__What to produce__:
Everything from the line containing "Practice step: locate the wet" to the last line of the records must be returned verbatim; nothing else belongs in the output.

__Records for processing__:
..............................

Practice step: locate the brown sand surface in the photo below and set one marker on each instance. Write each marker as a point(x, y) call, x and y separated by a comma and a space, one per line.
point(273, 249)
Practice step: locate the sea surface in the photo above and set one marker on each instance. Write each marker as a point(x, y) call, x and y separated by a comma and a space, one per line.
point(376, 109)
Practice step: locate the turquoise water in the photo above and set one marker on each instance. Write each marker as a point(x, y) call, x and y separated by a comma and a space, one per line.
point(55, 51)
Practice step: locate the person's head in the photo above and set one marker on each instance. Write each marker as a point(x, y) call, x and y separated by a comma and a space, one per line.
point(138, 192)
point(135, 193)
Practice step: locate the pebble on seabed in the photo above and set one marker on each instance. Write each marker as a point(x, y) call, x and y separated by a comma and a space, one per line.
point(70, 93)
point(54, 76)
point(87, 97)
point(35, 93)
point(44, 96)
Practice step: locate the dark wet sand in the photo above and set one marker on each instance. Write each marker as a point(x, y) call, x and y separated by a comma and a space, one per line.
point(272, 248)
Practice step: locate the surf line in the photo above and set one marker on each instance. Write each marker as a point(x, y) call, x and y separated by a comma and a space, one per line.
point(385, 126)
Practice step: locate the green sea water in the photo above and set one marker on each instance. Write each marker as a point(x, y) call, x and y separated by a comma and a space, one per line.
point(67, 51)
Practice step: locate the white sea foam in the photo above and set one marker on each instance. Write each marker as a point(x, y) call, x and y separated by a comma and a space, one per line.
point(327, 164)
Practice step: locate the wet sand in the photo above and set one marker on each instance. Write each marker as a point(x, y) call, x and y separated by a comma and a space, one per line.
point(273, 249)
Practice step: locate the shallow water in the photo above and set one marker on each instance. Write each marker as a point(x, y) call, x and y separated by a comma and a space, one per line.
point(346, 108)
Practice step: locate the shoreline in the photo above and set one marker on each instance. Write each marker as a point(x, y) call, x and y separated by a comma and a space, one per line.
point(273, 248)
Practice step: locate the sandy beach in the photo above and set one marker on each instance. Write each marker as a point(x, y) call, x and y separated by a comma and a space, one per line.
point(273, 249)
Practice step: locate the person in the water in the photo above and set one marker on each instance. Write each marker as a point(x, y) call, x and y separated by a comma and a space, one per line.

..............................

__Written response__:
Practice step: locate the wet sand in the photo above and set one marker on each instance. Write each marker as a point(x, y) call, x and y separated by a comma and a space, one per line.
point(273, 249)
Practice step: locate the shallow water in the photo above and set one marker on each instance. Write each marker as a point(x, y) call, x and y separated by a comma and a space, one per line.
point(346, 108)
Practice step: locate the shoreline in the photo above and set one marker on each instance. Write each marker as a point(x, y) call, x and y separated by a comma and a space, one per line.
point(273, 248)
Practice step: locate the sandy beach in the photo above and set one marker on each instance. Write each marker as a point(x, y) call, x and y separated by a comma and a space, one per line.
point(273, 249)
Practice step: locate the person in the water in the photo above and set one marker on each instance. Write each marker as a point(x, y) call, x and y separated by a comma and a space, one per line.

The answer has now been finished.